*Brano citato:*
=====

La pietra lunare di Satapur
- Autore: Sujata Massey
- Genere: Gialli, Noir, Thriller
- Categoria: Narrativa Straniera
- Casa editrice: Neri Pozza
- Anno di pubblicazione: 2019
La pietra lunare di Satapur (Neri Pozza, 2019, traduzione dall’inglese di Laura Prandino) è il secondo romanzo di Sujata Massey, autrice della serie "Le inchieste di Parveen Mitry", che vede come protagonista una delle prime donne indiane a esercitare la professione in uno studio legale. Ambientato nell’India degli anni ’20, segue il debutto di grande successo della nuova investigatrice avvenuto ne Le vedove di Malabar Hill.
Siamo nel 1922, l’India non ha ancora ottenuto l’indipendenza e la Kolhapur Agency, un ramo del servizio civile britannico, esercita l’autorità sugli affari interni di venticinque stati feudali principeschi dell’India Occidentale, tra cui quello di Satapur – un piccolo principato immaginario incastonato nelle splendide montagne del Sahyadri, grande solo cento chilometri quadrati.
La situazione che si è venuta a creare nel principato è piuttosto complicata: il maharaja di Satapur, Mahendra Rao, è morto di colera e suo figlio, che ha ereditato il trono ancora adolescente, è morto a sua volta, in circostanze piuttosto misteriose, in un incidente di caccia. Il nuovo re, il maharaja Jiva Rao, ha solo dieci anni e, in attesa che raggiunga l’età per governare, le decisioni di stato vengono prese dallo zio, il principe Swaroop, primo ministro di Satapur, e da un agente politico britannico, Colin Wythe Sandringham.
Oltre alla maledizione che sembra aver colpito i maschi della famiglia reale, la crisi che il vuoto di potere ha causato riguarda anche l’istruzione del giovane maharaja. Sua madre, la vedova maharani Mirabai, desidera che suo figlio lasci l’India per frequentare la scuola in Inghilterra. Sua nonna, la vedova maharani Putlabai, che ha ancora grande influenza, insiste invece perché suo nipote rimanga nel palazzo reale per continuare la sua istruzione seguito un anziano istitutore.

=====

*Raccolta dati:*
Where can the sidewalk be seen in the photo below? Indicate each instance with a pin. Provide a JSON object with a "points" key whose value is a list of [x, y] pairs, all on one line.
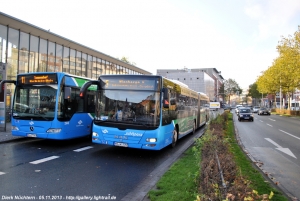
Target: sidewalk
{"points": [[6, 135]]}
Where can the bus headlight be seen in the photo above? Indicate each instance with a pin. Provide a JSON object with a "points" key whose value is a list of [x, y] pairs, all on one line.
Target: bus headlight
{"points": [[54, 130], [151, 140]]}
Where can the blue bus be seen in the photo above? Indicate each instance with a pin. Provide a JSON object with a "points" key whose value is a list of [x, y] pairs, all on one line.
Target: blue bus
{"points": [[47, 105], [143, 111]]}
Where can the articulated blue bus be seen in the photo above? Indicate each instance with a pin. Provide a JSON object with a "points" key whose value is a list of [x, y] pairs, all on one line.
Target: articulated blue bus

=====

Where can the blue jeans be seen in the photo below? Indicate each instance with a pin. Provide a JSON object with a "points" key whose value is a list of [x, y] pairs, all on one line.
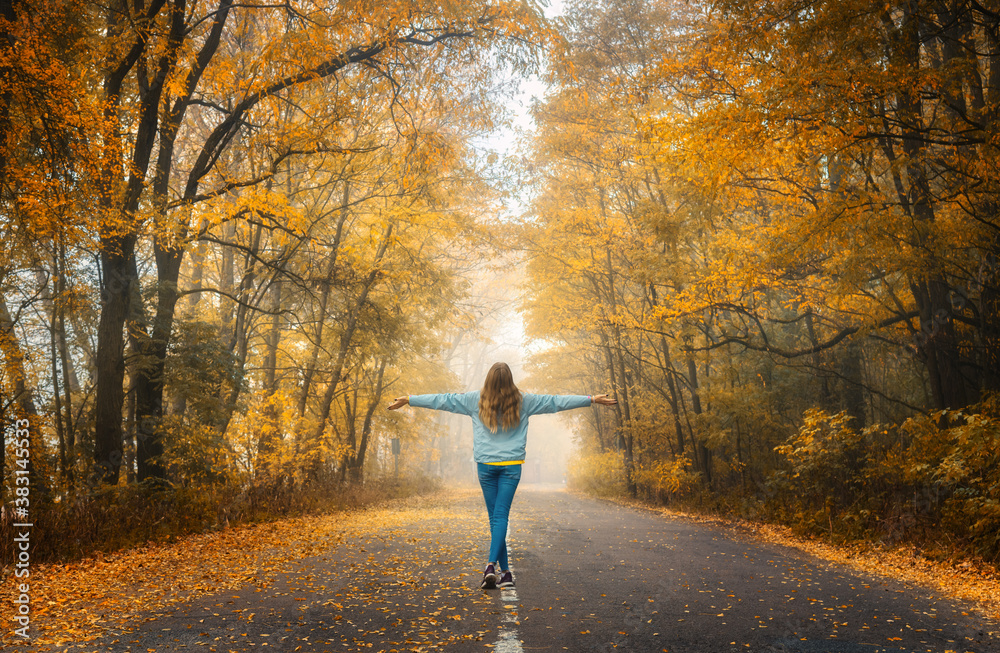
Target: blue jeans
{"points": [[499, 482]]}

=====

*Da fare:*
A) Cambia "venticinque" in "trenta" nel passo del brano citato che si apre con le parole contenenti "Siamo nel 1922, l’India" e si chiude con "cento chilometri quadrati.", poi riporta quel passo.
B) Riassumi il brano citato in tre frasi.
L'elenco proviene da una fonte diversa dal brano citato.

*Esiti dei compiti:*
A)
Siamo nel 1922, l’India non ha ancora ottenuto l’indipendenza e la Kolhapur Agency, un ramo del servizio civile britannico, esercita l’autorità sugli affari interni di trenta stati feudali principeschi dell’India Occidentale, tra cui quello di Satapur – un piccolo principato immaginario incastonato nelle splendide montagne del Sahyadri, grande solo cento chilometri quadrati.

B) La pietra lunare di Satapur, pubblicato da Neri Pozza nel 2019, è il secondo romanzo di Sujata Massey, autrice della serie "Le inchieste di Parveen Mitry", la cui protagonista è una delle prime donne indiane a esercitare la professione in uno studio legale. La storia si svolge nel 1922 a Satapur, un piccolo principato immaginario dell'India Occidentale. Lì, dopo la morte del maharaja e di suo figlio, il nuovo maharaja Jiva Rao ha solo dieci anni e le decisioni di stato spettano allo zio, il principe Swaroop, e all'agente politico britannico Colin Wythe Sandringham, mentre la madre Mirabai vuole mandarlo a scuola in Inghilterra e la nonna Putlabai insiste perché resti nel palazzo reale con un anziano istitutore.